- [Do this]
In the rows below, quote word for word every line from the one containing "Each instance of the green" up to and including the one containing "383], [289, 386]]]".

- [Stored data]

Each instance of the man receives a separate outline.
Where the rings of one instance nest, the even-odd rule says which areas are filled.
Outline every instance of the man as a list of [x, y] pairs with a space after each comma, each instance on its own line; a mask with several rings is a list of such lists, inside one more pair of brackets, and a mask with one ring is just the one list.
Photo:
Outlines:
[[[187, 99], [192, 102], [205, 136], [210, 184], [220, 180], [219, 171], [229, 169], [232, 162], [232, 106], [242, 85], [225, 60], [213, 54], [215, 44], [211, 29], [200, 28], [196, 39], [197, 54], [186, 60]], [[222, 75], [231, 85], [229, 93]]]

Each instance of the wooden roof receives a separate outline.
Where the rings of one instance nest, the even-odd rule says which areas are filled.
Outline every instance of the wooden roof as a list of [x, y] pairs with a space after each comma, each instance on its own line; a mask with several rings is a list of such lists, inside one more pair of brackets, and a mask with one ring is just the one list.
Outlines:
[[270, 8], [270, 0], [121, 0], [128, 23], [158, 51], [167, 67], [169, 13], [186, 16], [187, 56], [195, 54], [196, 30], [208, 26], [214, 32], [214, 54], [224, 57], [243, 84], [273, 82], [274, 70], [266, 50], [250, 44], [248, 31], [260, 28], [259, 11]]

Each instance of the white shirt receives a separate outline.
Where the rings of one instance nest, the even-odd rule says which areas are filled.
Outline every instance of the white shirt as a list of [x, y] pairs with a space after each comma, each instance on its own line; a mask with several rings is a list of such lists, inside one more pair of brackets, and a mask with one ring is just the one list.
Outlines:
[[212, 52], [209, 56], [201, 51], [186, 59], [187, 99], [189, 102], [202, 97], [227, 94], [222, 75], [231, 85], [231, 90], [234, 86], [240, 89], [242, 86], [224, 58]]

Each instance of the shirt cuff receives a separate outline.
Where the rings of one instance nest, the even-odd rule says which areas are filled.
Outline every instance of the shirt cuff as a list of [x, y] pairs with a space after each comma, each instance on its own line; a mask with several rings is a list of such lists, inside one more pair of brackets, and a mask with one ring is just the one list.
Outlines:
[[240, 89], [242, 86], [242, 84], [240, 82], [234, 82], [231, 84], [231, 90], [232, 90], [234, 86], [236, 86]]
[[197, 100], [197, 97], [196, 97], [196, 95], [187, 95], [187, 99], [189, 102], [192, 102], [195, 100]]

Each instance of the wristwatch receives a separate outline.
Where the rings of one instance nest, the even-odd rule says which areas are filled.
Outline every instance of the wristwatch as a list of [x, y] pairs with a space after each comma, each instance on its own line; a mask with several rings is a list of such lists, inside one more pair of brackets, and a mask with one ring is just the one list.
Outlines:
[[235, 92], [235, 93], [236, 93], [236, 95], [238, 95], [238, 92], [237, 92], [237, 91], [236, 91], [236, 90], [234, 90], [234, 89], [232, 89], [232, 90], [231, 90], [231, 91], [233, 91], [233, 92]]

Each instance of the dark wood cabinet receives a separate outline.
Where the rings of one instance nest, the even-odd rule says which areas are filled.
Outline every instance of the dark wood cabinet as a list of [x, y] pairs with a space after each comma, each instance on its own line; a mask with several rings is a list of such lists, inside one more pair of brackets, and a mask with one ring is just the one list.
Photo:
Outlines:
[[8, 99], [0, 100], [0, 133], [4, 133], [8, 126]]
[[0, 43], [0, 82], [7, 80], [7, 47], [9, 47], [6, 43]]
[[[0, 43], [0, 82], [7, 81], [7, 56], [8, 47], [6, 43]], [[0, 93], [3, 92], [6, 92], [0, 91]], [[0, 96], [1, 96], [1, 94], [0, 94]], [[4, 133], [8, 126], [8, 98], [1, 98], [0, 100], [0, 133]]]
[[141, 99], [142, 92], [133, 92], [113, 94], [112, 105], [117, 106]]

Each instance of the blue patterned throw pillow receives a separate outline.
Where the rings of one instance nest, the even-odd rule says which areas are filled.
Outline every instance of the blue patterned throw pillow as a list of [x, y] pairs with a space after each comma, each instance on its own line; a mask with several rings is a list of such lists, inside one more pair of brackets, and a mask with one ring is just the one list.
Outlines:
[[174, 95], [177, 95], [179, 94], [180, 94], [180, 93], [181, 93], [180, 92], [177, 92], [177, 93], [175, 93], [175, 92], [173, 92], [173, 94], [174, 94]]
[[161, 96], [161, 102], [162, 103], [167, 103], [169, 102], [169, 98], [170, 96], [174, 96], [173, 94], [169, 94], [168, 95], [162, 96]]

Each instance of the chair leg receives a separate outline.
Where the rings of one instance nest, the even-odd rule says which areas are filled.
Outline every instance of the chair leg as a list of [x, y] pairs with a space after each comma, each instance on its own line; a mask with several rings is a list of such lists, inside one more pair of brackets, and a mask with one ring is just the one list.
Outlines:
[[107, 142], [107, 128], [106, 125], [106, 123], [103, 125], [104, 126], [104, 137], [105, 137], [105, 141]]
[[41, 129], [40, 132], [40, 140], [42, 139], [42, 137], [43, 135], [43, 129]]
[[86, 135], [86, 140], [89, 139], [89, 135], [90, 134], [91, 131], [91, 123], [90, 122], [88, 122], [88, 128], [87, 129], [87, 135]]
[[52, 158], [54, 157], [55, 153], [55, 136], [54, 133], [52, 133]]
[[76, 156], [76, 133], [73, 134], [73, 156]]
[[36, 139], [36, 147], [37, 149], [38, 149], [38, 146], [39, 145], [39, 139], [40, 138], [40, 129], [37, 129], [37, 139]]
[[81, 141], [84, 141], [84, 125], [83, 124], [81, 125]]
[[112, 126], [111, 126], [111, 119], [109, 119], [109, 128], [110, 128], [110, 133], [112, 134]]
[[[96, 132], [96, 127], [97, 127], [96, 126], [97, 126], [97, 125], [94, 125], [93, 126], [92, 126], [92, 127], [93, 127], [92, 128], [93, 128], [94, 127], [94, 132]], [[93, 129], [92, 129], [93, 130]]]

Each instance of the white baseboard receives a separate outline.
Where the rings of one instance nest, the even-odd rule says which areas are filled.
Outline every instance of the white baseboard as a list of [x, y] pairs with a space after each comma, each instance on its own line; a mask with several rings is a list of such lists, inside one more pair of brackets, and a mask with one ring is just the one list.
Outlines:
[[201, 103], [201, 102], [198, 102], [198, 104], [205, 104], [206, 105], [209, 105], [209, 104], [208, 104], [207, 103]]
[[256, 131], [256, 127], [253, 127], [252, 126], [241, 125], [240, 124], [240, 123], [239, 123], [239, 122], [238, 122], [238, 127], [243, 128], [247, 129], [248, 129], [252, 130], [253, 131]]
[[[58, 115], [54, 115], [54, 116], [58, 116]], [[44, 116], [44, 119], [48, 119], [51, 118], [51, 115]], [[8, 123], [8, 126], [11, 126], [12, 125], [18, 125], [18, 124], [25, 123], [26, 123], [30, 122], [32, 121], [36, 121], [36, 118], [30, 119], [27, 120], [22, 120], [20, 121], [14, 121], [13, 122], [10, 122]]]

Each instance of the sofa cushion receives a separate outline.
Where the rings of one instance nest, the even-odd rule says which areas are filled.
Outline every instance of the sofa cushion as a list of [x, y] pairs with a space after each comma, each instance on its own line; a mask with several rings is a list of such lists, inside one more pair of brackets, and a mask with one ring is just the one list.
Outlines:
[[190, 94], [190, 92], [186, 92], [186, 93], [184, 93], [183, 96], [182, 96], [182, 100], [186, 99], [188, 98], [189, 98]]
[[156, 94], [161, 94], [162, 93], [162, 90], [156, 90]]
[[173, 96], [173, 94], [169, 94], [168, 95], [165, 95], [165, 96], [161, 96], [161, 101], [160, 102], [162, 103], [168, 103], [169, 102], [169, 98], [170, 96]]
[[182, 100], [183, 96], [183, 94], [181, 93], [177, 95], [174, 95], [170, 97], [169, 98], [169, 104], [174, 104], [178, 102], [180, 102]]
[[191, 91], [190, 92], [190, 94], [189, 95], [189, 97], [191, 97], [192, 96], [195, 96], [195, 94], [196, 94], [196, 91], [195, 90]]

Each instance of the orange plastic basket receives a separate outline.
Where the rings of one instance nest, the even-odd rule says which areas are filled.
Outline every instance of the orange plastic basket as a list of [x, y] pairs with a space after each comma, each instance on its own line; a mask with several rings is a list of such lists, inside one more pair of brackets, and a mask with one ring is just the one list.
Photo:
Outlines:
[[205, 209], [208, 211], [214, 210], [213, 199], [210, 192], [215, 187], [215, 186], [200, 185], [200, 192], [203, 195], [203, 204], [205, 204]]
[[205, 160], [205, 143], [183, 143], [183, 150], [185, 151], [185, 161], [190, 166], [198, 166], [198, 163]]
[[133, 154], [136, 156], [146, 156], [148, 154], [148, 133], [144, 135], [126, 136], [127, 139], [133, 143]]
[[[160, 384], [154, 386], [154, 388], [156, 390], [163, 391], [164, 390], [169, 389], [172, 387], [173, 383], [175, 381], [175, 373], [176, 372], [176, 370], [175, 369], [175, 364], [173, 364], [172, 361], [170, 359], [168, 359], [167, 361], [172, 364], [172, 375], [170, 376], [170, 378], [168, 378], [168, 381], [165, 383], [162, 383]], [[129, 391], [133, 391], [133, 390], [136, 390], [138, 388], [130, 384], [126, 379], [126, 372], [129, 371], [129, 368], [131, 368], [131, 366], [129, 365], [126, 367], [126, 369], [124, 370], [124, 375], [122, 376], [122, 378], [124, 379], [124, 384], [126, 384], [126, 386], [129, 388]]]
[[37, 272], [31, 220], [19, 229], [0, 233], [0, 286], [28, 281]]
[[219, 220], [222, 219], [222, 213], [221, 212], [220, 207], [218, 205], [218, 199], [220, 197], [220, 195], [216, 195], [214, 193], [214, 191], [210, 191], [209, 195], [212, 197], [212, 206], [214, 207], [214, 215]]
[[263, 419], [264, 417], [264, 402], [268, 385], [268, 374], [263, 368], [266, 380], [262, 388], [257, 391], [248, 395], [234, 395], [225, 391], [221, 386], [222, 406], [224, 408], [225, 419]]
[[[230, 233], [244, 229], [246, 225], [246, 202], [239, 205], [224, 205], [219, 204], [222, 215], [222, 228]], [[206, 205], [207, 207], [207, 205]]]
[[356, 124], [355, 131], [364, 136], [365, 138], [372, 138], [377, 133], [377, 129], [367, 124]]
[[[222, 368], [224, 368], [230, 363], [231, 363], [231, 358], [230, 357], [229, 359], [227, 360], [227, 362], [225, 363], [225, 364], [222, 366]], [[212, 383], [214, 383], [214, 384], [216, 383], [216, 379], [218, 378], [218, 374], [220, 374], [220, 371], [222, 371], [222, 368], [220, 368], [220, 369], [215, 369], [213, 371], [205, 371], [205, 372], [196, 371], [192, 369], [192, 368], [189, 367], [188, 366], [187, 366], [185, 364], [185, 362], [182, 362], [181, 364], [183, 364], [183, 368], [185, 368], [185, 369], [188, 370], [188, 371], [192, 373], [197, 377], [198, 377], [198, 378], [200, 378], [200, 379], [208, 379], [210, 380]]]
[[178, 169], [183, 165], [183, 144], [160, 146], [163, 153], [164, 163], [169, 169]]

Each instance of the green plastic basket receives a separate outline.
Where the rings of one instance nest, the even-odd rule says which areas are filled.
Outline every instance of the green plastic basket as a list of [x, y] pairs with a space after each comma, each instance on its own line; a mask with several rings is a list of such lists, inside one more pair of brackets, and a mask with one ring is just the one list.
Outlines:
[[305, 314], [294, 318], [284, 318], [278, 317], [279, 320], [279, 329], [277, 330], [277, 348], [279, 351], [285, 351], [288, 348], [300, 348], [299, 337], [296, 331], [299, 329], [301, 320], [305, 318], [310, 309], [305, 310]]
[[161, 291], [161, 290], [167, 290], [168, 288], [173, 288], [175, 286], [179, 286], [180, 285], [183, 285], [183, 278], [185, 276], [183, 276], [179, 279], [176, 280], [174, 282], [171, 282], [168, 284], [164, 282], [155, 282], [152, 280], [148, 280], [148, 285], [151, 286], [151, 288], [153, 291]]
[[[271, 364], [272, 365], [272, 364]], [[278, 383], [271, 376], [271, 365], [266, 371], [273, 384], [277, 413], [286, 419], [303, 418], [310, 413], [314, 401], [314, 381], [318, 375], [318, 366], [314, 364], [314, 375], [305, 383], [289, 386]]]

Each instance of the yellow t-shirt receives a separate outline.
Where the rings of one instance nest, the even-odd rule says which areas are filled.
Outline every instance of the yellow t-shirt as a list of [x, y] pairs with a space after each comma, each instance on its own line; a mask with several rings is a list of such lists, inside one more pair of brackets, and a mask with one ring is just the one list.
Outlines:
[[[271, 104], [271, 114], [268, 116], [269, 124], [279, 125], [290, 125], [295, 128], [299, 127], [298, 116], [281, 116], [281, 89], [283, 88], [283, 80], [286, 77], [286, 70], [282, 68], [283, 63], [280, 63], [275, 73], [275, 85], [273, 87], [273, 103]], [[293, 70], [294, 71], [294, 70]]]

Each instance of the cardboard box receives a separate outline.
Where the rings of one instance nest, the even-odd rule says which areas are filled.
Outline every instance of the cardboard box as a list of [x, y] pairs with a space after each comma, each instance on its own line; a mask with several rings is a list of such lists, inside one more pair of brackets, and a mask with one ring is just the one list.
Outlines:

- [Exercise response]
Each instance of the green plastic basket receives a separate outline.
Where the rings of one instance nest, the even-odd rule says which areas are filled.
Outline every instance of the green plastic basket as a list of [x, y] pairs with a space after each comma, each instance on its own line; a mask with several rings is a list of such lists, inside one more pair of brackets, and a mask with one ring is just the one list.
Outlines:
[[305, 314], [294, 318], [284, 318], [278, 317], [279, 320], [279, 329], [277, 330], [277, 348], [279, 351], [285, 351], [288, 348], [300, 348], [299, 337], [296, 331], [299, 329], [301, 320], [305, 318], [310, 309], [305, 310]]
[[161, 291], [161, 290], [167, 290], [168, 288], [173, 288], [175, 286], [179, 286], [180, 285], [183, 285], [183, 278], [185, 276], [183, 276], [179, 279], [176, 280], [174, 282], [171, 282], [168, 284], [164, 282], [155, 282], [152, 280], [148, 280], [148, 285], [151, 286], [151, 288], [153, 291]]
[[[271, 364], [272, 365], [272, 364]], [[278, 383], [271, 376], [271, 365], [266, 371], [273, 384], [277, 413], [286, 419], [303, 418], [310, 413], [314, 401], [314, 381], [318, 375], [318, 366], [314, 364], [314, 375], [305, 383], [289, 386]]]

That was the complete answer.